▶ **Kurze Übung A**: Erläutern Sie anhand des Textauszugs, weshalb der Dichter Franz Stelzhamer durch das offizielle Oberösterreich bis heute gewürdigt wird.
▶ **Kurze Übung B**: Übertragen Sie folgenden Satz aus dem Textauszug ins Englische: „Stadtraum wie Museum sind kuratierte Räume, in denen die Dialektik des Erzählens und Verschweigens, des Zeigens und Nichtzeigens aktiv inszeniert wird.“
▶ **Kurze Übung C**: Nennen Sie sämtliche Jahreszahlen, die im Textauszug vorkommen.

Eine Auseinandersetzung mit Demokratie im Museum sollte mit jenen Ein- und Ausschlüssen zusammengebracht werden, über die und durch die Geschichte im Museum erzählt wird. Ein Stadtmuseum muss sich dazu in den Stadtraum, den es repräsentiert, hinausbewegen, sich diesem aussetzen. Stadtraum wie Museum sind kuratierte Räume, in denen die Dialektik des Erzählens und Verschweigens, des Zeigens und Nichtzeigens aktiv inszeniert wird. Eine Kritik solcher Geschichtsnarrative braucht ein tieferes, multiperspektivisches Verständnis. Entscheidend dafür ist die Demokratisierung des Lernprozesses durch Methoden, die Teilnehmende wie Vermittler:innen als aktiv Forschende und Fragende positionieren – wie im folgenden Praxisbeispiel gezeigt wird.
 

Exkursion: Stelzhamer und der Linzer Volksgarten 

Der Linzer Volksgarten ist ein öffentlicher Park in der Nähe des Linzer Hauptbahnhofs, der diesen mit der innerstädtischen Hauptachse, der Landstraße, verbindet. In diesem Park, der auch als Treffpunkt für junge Migrant:innen, Jugendbanden oder Drogendealer bekannt ist und nicht weit vom Stadtmuseum entfernt liegt, steht ein 1906 errichtetes Denkmal zur Erinnerung an den Dialektdichter Franz Stelzhamer (1802–1874). 1952 wurden unter der Leitung des Stelzhamer-Vereins einige Verse aus Stelzhamers Dialektgedicht Heimatlied zur oberösterreichischen Landeshymne erklärt; der Dichter wird damit durch das offizielle Oberösterreich bis heute gewürdigt und in der Alltagskultur verankert.

▶ **Datenabschnitt**:
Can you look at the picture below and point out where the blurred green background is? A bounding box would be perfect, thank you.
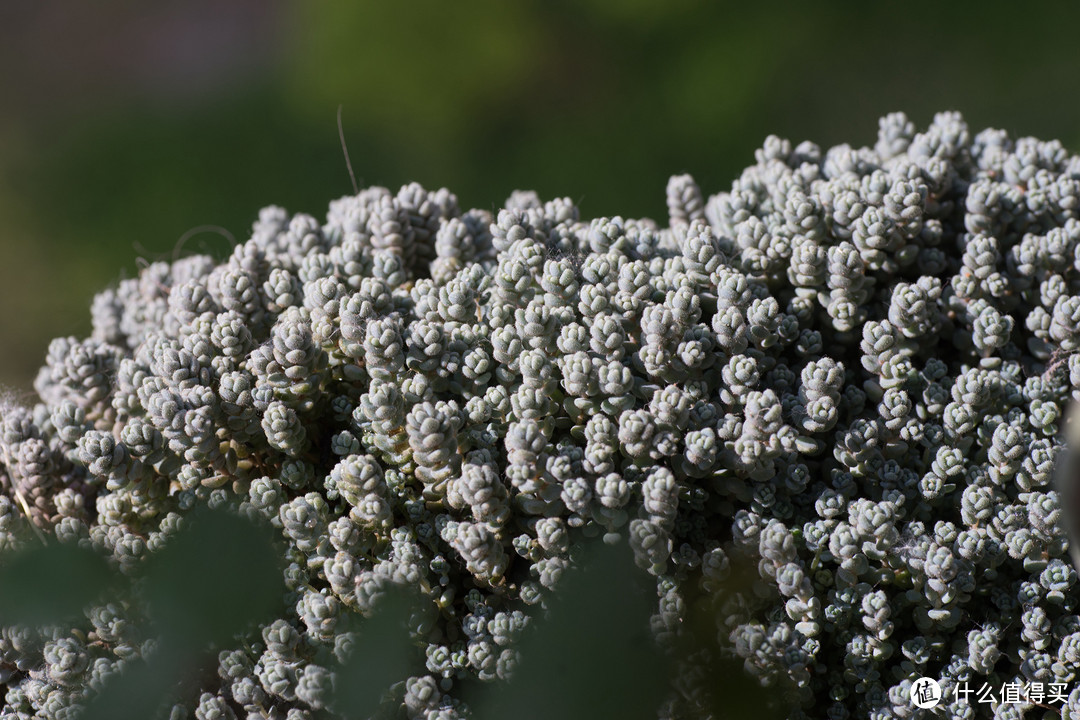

▶ **Antwort zur Übung A**: Im Jahr 1952 wurden unter der Leitung des Stelzhamer-Vereins einige Verse aus Stelzhamers Dialektgedicht „Heimatlied“ zur oberösterreichischen Landeshymne erklärt. Dadurch wird der Dichter vom offiziellen Oberösterreich bis heute gewürdigt und ist in der Alltagskultur verankert.

▶ **Antwort zur Übung B**: Both urban space and the museum are curated spaces in which the dialectic of narrating and concealing, of showing and not showing, is actively staged.

▶ **Antwort zur Übung C**:
- 1802
- 1874
- 1906
- 1952